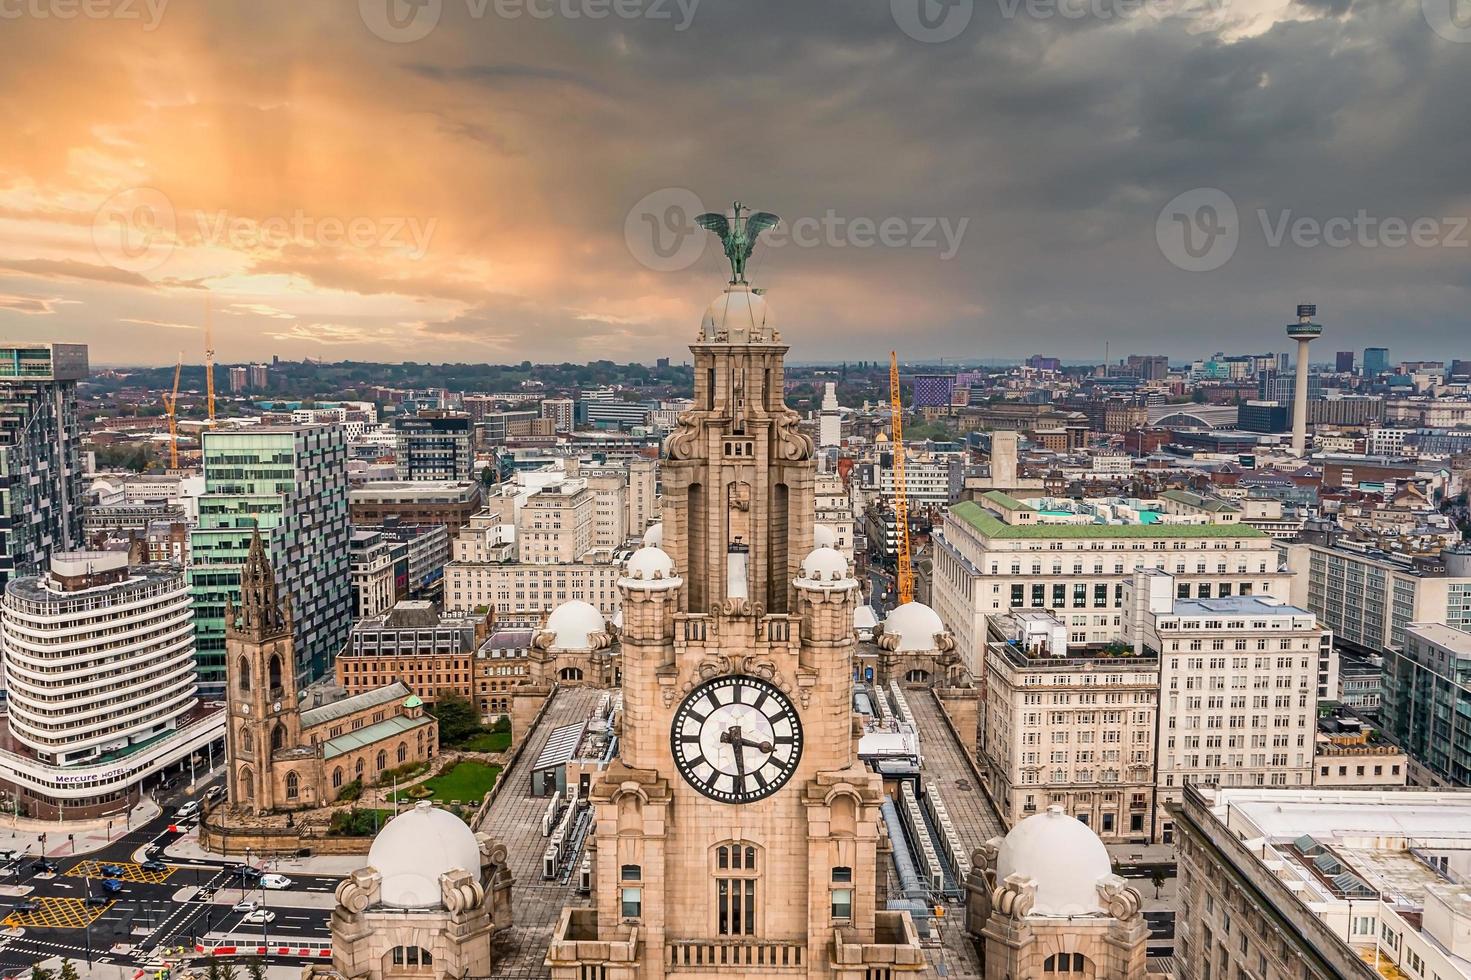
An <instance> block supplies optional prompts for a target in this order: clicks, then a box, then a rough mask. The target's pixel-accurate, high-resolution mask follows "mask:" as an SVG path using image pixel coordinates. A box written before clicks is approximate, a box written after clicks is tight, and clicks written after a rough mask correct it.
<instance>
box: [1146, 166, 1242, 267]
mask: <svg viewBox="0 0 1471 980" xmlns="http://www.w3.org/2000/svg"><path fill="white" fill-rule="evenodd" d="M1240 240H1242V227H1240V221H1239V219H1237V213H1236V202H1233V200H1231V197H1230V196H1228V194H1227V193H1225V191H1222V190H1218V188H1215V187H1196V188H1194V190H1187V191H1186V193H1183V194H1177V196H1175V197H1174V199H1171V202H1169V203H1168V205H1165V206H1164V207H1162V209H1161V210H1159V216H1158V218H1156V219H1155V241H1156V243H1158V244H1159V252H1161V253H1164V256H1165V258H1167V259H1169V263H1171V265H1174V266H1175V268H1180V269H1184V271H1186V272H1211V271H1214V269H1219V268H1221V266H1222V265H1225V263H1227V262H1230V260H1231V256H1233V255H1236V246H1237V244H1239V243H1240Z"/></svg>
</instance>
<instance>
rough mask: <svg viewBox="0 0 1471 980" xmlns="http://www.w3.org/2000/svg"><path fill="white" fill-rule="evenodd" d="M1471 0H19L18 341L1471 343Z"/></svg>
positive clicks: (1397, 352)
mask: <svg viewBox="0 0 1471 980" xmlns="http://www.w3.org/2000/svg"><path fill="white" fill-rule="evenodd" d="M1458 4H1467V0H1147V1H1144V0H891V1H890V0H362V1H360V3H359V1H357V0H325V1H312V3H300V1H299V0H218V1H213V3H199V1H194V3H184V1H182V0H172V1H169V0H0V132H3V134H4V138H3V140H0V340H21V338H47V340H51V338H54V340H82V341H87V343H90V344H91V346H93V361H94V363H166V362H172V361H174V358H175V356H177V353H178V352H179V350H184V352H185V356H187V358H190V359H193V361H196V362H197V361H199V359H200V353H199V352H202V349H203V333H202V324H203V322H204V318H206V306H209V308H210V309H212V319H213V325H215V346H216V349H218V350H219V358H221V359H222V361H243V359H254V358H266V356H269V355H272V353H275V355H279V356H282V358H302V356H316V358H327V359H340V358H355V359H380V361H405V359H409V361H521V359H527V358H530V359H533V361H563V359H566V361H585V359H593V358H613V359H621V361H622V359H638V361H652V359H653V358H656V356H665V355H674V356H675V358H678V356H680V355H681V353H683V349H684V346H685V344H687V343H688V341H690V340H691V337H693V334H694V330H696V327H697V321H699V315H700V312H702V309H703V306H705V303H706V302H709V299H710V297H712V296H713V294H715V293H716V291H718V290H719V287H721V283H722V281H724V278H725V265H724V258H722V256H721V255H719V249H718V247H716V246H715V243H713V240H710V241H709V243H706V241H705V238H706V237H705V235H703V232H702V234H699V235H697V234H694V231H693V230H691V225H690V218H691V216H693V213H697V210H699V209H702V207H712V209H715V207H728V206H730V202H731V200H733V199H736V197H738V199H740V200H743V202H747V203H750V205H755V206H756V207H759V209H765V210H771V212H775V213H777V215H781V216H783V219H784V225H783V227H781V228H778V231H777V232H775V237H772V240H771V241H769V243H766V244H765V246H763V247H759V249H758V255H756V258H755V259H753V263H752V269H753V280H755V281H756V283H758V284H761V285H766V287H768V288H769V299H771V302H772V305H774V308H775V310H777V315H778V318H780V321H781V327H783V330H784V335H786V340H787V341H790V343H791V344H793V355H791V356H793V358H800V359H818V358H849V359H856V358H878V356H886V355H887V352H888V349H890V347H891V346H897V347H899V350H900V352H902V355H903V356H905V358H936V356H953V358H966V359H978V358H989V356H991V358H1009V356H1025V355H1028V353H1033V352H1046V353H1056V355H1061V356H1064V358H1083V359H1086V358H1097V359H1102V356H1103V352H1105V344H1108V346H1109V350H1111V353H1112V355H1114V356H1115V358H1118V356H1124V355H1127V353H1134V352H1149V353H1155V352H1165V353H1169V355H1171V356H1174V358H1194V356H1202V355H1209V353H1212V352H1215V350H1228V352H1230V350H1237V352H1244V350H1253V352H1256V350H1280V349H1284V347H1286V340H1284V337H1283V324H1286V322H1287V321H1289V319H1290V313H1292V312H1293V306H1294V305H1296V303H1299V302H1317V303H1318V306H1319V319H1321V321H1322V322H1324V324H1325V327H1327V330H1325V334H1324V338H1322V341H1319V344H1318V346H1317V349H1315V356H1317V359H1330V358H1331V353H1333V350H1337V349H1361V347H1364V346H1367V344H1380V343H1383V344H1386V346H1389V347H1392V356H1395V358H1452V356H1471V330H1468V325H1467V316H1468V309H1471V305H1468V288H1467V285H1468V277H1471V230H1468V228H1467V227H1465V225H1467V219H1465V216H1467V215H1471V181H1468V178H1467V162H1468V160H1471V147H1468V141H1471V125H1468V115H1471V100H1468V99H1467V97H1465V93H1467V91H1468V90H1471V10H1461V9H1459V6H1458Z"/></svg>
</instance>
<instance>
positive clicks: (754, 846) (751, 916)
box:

» Job: Recast the lines above, from the first one through the line containing "box: [1146, 166, 1242, 267]", inclusive, as a JSON list of strings, one string per line, with blank lines omitted. Exclude the pictures from the list.

» Task answer:
[
  "An <instance> block supplies optional prompts for a target in this order: clicks, then a box, then a rough mask. The target's pixel-accurate, high-resolution mask follows \"mask:\" as an SVG path using image pixel coordinates. A box written before clicks is approximate, a box written after clicks is tight, and clicks written after a rough mask correct it.",
  "<instance>",
  "box: [1146, 166, 1242, 267]"
]